>> Begin

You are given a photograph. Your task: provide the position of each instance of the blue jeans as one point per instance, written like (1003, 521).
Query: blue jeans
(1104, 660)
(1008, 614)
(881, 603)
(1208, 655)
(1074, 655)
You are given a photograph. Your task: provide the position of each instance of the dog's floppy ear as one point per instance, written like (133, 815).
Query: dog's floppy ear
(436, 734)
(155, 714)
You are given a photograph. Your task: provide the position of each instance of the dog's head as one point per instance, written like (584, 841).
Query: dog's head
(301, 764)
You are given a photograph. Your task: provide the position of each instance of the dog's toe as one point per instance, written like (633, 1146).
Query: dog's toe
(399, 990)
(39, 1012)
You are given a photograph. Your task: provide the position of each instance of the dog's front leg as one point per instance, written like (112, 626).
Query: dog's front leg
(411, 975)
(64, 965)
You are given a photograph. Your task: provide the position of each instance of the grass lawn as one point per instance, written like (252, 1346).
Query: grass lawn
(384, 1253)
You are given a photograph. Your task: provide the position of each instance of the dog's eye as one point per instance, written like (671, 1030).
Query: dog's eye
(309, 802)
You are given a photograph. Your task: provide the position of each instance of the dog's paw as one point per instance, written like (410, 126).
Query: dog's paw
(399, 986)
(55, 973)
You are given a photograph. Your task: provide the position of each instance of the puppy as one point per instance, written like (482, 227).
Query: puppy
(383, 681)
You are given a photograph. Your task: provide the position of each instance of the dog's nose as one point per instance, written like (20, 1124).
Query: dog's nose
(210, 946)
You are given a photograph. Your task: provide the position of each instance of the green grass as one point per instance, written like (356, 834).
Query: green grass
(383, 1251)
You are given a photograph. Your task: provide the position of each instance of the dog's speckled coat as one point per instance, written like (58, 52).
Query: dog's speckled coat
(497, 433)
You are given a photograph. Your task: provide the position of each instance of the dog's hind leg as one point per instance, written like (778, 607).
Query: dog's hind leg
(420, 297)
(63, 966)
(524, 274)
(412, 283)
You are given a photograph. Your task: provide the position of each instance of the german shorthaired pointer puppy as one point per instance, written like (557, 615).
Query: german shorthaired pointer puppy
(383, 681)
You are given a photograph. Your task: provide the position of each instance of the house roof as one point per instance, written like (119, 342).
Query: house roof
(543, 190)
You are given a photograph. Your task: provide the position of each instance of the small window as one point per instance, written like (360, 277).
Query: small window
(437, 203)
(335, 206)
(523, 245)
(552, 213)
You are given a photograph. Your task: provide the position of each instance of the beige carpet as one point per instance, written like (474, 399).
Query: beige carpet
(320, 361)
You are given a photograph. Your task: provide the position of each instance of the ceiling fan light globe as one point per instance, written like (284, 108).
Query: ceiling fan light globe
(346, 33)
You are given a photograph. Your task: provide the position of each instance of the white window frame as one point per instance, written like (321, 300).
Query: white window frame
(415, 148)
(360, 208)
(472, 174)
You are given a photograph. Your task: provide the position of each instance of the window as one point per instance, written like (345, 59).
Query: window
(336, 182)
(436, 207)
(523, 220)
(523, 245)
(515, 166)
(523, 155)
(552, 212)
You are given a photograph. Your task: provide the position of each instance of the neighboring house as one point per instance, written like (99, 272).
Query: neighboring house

>> End

**TASK STATEMENT**
Starting at the first line of the data and ending at the line that contains "(1074, 655)", change "blue jeans" to "denim trousers" and write out only those lines, with everything else left as it is.

**RESPONSE FOR THIS EXERCISE**
You are given a photograph. Your task: provide the position of each instance of the denim trousers as one point per instance, written like (1003, 521).
Query: denim trousers
(1104, 660)
(1008, 614)
(881, 603)
(1208, 655)
(1074, 655)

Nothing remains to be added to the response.